## Your task
Copy out the lines below word for word, starting with the line that contains "reflection and return the coordinates." and going through the last line.

** start Data listing **

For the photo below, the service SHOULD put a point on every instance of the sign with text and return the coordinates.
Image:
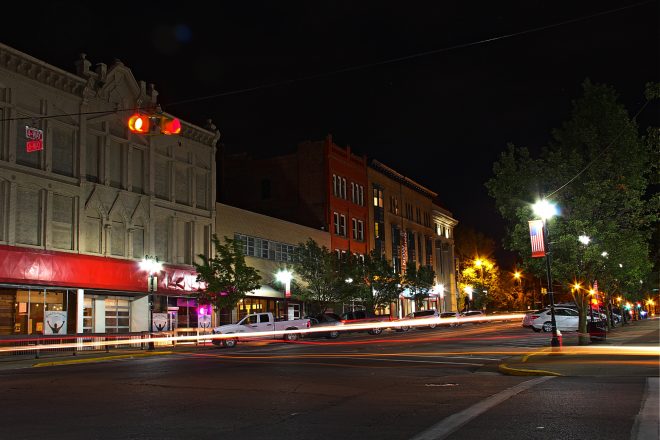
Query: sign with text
(35, 139)
(536, 237)
(55, 322)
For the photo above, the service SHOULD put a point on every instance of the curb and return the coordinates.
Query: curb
(99, 359)
(505, 369)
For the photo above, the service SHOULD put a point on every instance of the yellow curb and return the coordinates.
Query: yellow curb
(520, 372)
(99, 359)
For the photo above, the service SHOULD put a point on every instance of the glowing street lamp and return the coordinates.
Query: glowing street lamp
(284, 277)
(152, 266)
(584, 239)
(440, 291)
(547, 210)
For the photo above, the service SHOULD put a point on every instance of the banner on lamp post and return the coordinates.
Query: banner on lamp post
(536, 237)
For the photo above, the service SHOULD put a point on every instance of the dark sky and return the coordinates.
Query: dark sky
(441, 118)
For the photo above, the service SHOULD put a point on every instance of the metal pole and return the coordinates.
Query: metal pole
(151, 311)
(555, 338)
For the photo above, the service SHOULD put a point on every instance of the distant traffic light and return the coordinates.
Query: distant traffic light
(139, 123)
(170, 126)
(142, 123)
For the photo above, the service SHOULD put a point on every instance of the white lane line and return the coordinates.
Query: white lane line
(447, 426)
(647, 422)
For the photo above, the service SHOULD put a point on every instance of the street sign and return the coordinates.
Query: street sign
(34, 138)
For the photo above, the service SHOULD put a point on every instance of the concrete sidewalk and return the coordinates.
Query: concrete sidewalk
(632, 349)
(50, 359)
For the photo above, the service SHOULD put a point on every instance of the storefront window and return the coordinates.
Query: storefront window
(88, 315)
(117, 315)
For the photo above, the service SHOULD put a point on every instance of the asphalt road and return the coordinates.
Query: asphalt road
(440, 383)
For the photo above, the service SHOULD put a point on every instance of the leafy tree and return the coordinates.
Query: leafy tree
(597, 167)
(419, 281)
(373, 281)
(318, 279)
(227, 277)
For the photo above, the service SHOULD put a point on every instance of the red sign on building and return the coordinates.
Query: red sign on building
(34, 138)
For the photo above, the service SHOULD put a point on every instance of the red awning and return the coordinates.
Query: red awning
(50, 268)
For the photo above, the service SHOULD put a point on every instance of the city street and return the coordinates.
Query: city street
(440, 383)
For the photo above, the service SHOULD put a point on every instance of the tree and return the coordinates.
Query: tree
(419, 281)
(373, 281)
(597, 169)
(318, 279)
(227, 277)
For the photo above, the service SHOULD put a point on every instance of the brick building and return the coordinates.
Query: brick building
(408, 227)
(321, 185)
(268, 245)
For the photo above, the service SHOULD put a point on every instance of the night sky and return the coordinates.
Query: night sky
(415, 85)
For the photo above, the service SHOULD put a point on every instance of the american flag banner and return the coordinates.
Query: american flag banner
(536, 235)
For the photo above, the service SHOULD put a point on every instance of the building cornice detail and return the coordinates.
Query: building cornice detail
(389, 172)
(32, 68)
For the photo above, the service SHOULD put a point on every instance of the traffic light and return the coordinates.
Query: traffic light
(142, 123)
(139, 123)
(170, 126)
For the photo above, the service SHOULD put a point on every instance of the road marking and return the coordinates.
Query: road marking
(452, 423)
(411, 360)
(647, 426)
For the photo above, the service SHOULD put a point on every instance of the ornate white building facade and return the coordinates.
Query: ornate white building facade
(77, 216)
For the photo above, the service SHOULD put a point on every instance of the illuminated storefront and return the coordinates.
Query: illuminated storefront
(54, 293)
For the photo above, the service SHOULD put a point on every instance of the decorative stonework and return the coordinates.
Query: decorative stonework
(29, 67)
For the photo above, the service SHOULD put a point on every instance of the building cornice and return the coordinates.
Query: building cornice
(389, 172)
(24, 65)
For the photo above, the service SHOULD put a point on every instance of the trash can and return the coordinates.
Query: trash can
(597, 330)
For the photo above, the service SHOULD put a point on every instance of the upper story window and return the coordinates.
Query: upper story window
(378, 197)
(394, 205)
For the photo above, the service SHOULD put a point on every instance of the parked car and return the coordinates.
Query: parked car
(362, 317)
(565, 317)
(530, 316)
(421, 314)
(473, 316)
(259, 322)
(452, 319)
(325, 320)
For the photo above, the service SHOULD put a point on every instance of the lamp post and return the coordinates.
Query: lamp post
(152, 266)
(469, 290)
(546, 210)
(440, 290)
(517, 276)
(285, 276)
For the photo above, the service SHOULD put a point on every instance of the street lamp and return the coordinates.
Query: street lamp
(152, 266)
(285, 276)
(547, 210)
(469, 290)
(518, 277)
(440, 290)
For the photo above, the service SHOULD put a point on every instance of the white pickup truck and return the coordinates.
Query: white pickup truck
(259, 322)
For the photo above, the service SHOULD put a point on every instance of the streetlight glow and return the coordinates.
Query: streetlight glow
(284, 276)
(544, 209)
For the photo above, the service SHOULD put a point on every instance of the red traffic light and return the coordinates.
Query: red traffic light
(139, 123)
(170, 126)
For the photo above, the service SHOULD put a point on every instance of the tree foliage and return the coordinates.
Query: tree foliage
(317, 276)
(226, 275)
(419, 282)
(596, 168)
(373, 281)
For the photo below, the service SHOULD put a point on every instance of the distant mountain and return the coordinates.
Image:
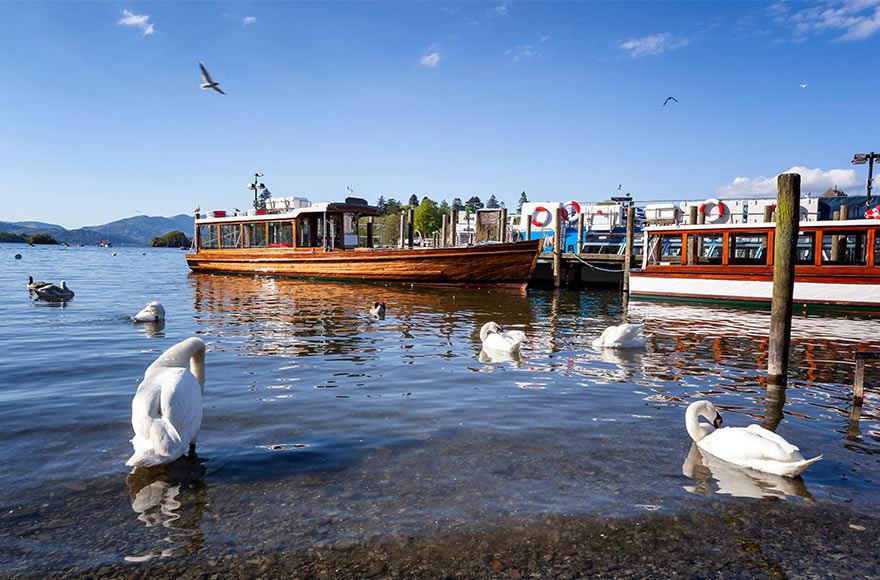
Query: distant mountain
(133, 231)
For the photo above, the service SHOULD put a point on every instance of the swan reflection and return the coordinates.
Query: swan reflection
(714, 475)
(172, 497)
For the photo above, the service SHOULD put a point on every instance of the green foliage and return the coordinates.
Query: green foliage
(173, 239)
(41, 239)
(9, 237)
(427, 217)
(523, 198)
(473, 204)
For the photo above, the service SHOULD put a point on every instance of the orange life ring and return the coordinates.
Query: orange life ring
(573, 212)
(547, 217)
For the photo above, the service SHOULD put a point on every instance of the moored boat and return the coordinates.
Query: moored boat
(321, 241)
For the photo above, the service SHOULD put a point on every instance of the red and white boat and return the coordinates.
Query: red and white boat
(838, 263)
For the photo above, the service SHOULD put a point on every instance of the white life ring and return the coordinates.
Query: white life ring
(571, 210)
(713, 209)
(545, 219)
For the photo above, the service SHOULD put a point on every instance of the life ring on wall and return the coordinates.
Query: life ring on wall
(708, 207)
(541, 211)
(571, 210)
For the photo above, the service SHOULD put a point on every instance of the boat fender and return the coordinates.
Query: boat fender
(707, 206)
(571, 210)
(541, 217)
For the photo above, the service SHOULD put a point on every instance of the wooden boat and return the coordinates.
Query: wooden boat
(293, 243)
(838, 264)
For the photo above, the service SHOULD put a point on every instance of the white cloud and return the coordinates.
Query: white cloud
(849, 19)
(141, 21)
(431, 59)
(652, 44)
(814, 181)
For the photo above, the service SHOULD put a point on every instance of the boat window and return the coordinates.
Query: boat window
(230, 236)
(748, 248)
(255, 235)
(208, 237)
(844, 248)
(806, 253)
(281, 234)
(705, 248)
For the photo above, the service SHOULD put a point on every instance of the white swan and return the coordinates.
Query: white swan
(623, 336)
(753, 447)
(166, 412)
(54, 293)
(496, 339)
(152, 312)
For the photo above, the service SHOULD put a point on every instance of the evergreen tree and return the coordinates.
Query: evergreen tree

** end Data listing **

## The result
For the photo above, the service SHOULD put a point on every instance of the swan reflection and return the coordinates.
Query: swan reflection
(714, 475)
(172, 497)
For the photo above, the service SHOULD put a point on every instance of the green foliage and return the coordinates.
Query: green foliage
(173, 239)
(41, 239)
(9, 237)
(427, 217)
(523, 198)
(473, 204)
For the photo above, the service SHOULD put a point on every instance of the orange life ring and return the coordinates.
Query: orange life ring
(573, 212)
(547, 217)
For the photo above, the service SHOULD put a point on every instance of the moored boat and return the coordinates.
Query: moored boat
(321, 241)
For the photo above, the service SHOULD put a point on every instance of the red and white boat and return the coordinates.
Query: red and white boat
(838, 263)
For the photo above, the service SHOULD put a point on every instance of the white life ring and return the coordinates.
Query: white life ring
(571, 210)
(713, 209)
(545, 219)
For the photo above, the service SHOULD put a point on every instance of the life ring on wall and return the coordinates.
Query: life ring on wall
(708, 207)
(541, 211)
(571, 210)
For the photo above, the service SHOULD put a point on every instance of the boat fender and return the coordinates.
Query: boat fender
(707, 206)
(571, 210)
(541, 217)
For the photo above, the service SHOULD put a point on every instance of the wooden boat and return the coordinates.
Query: wooden boat
(293, 243)
(838, 264)
For the photo above, the service SHOULD put a point on every instance of the white cloud and return the coordinates.
Query: white cloud
(849, 19)
(141, 21)
(431, 59)
(652, 44)
(814, 181)
For the photo above, the service SHOULD put a point on every instance of the boat window and return the coordinates.
Query: boat window
(230, 236)
(748, 248)
(255, 235)
(208, 237)
(844, 248)
(806, 253)
(281, 234)
(705, 248)
For the photo above, the service SHOULD put a point on every instance of the white swan and return the coordinates.
Query: white swan
(623, 336)
(753, 447)
(166, 412)
(54, 293)
(496, 339)
(152, 312)
For the photo above, the service SHOULD put a point on every instance of the evergreen tree and return the coordinates.
Query: evergreen tree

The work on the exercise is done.